◆ Problemas a resolver:
1. Responde las siguientes preguntas según el texto acerca de los electrones.
(a) ¿Qué nombre podría darse a la órbita estable de los electrones?
(b) ¿A qué velocidad viaja el ángel flamígero?
(c) ¿Cómo se define el azar?
2. Reproduce palabra por palabra el fragmento del texto acerca de los electrones que comienza con las palabras "Dentro del átomo, los" y termina con "previsible y circular.".
3. Resume de forma más breve el párrafo del texto acerca de los electrones que empieza con "Dentro del átomo", sin perder sus datos principales.

◆ Bloque de texto:
------------------------------------------------------------------------

Dentro del átomo, los electrones giran alrededor del núcleo en una órbita estable que podríamos llamar estado de felicidad. Allí podrían pasar eones y eones si no fuera porque a veces son golpeados por una partícula energética que se cruza en el tiovivo: un ángel flamígero que viajando a la velocidad de la luz los expulsa de ese paraíso previsible y circular.

Las electrones desafortunados pasan a vagabundear territorios inhóspitos que no les corresponden, errando en espirales que les ponen nerviosos y cariacontecidos a la espera de que otro choque -esta vez afortunado- les devuelva a la zona de confort. Hay mucho de ciencia en todo esto, pero también mucho de azar, que es ese espacio indeterminado que la ciencia todavía no puede explicar. Son las casualidades inauditas, y las regiones de incertidumbre, que también se producen en el mundo macroscópico de los seres humanos.

------------------------------------------------------------------------

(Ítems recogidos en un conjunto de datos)
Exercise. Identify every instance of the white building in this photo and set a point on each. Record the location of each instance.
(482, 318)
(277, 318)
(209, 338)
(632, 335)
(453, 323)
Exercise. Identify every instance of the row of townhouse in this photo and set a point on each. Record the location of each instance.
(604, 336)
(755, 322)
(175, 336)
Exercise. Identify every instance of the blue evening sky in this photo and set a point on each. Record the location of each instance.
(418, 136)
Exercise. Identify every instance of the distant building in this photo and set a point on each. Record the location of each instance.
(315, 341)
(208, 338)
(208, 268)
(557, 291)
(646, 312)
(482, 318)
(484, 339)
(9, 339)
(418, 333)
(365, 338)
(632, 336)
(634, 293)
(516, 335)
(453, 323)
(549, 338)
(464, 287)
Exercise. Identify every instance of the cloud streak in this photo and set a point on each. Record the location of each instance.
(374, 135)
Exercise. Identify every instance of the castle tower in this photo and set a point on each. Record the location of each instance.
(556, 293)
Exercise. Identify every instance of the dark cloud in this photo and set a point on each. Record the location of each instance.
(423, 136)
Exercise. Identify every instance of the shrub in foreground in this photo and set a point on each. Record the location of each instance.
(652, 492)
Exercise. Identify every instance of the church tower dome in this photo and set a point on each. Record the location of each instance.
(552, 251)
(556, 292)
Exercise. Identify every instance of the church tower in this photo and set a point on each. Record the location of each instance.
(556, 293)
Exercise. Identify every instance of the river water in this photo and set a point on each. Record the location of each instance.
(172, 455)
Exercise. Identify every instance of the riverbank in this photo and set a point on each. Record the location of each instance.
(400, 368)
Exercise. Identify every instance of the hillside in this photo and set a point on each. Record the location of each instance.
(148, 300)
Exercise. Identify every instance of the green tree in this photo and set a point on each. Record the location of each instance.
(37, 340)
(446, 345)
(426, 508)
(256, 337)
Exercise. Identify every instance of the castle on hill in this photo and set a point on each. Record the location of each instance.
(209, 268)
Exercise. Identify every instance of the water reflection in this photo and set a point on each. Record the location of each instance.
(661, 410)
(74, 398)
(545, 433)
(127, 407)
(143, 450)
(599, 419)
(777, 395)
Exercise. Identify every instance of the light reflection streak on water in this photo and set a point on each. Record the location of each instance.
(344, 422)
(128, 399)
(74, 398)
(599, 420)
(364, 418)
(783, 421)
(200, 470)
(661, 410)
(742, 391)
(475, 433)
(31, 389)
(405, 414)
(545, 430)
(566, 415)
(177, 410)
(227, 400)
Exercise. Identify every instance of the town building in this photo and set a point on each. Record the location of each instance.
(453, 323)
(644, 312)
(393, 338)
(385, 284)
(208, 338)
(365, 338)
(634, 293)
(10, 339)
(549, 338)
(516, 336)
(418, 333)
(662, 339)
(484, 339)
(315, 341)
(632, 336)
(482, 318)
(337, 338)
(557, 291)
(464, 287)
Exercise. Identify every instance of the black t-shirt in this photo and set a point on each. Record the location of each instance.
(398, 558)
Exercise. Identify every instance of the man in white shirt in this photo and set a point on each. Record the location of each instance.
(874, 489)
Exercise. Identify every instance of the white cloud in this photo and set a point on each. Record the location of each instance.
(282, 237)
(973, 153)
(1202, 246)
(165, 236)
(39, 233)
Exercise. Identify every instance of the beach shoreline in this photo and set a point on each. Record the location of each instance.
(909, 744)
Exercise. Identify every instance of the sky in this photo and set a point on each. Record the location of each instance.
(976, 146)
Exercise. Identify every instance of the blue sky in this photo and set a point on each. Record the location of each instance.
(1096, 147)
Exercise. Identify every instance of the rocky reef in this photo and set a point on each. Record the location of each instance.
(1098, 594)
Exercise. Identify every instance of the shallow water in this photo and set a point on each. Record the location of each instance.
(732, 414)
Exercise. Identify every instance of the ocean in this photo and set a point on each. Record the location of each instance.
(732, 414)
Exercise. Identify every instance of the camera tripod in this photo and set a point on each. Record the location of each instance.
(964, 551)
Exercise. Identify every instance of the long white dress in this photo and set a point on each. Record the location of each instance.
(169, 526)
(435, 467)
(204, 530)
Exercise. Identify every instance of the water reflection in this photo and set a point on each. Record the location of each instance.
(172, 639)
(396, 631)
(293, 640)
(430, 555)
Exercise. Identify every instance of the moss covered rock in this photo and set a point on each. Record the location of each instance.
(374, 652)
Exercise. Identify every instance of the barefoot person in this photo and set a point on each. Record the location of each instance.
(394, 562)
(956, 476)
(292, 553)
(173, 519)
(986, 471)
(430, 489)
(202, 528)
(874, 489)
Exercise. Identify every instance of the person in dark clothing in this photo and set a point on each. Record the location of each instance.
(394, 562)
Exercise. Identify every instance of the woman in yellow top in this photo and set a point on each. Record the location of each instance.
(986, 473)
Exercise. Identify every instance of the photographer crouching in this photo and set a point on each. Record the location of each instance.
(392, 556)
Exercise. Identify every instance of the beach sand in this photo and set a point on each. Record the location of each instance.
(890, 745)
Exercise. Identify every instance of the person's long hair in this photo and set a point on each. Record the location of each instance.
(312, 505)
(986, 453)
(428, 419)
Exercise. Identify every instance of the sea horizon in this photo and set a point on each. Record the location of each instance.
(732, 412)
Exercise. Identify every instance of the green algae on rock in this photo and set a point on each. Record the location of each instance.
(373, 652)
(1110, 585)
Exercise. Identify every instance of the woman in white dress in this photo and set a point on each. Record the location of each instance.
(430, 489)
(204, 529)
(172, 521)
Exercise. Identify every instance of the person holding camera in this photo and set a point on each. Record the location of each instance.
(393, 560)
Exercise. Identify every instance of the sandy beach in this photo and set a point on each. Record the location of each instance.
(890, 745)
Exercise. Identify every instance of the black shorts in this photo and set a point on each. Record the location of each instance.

------------------------------------------------------------------------

◆ Soluciones de tareas:
1.
(a) Estado de felicidad.
(b) A la velocidad de la luz.
(c) Como ese espacio indeterminado que la ciencia todavía no puede explicar.

2.
Dentro del átomo, los electrones giran alrededor del núcleo en una órbita estable que podríamos llamar estado de felicidad. Allí podrían pasar eones y eones si no fuera porque a veces son golpeados por una partícula energética que se cruza en el tiovivo: un ángel flamígero que viajando a la velocidad de la luz los expulsa de ese paraíso previsible y circular.

3. Los electrones giran alrededor del núcleo en una órbita estable, un estado de felicidad en el que podrían pasar eones. Sin embargo, a veces una partícula energética que viaja a la velocidad de la luz los golpea y los expulsa de ella.